## RECORDED DATA
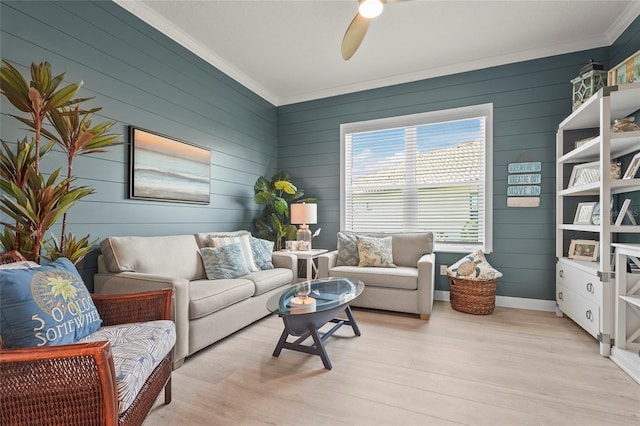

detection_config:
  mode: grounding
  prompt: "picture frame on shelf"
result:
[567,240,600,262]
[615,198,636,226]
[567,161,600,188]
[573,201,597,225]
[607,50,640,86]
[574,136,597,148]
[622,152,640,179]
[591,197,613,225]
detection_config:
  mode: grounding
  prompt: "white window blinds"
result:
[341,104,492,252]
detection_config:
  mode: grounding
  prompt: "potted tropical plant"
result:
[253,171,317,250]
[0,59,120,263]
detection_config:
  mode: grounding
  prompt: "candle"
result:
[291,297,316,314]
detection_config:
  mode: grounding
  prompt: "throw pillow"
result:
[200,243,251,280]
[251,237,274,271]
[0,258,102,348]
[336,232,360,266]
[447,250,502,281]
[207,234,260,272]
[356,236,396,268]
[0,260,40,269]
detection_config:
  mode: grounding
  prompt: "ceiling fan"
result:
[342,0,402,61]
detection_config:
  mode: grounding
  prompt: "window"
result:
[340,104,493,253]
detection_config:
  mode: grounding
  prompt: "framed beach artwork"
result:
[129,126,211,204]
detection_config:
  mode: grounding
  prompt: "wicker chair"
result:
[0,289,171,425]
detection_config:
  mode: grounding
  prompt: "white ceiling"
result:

## AIM
Which lines above contain the string "ceiling"? Pull out each of them, matching case exactly.

## SOLUTION TO THIS TASK
  prompt: "ceiling fan"
  prompt: "white ceiling"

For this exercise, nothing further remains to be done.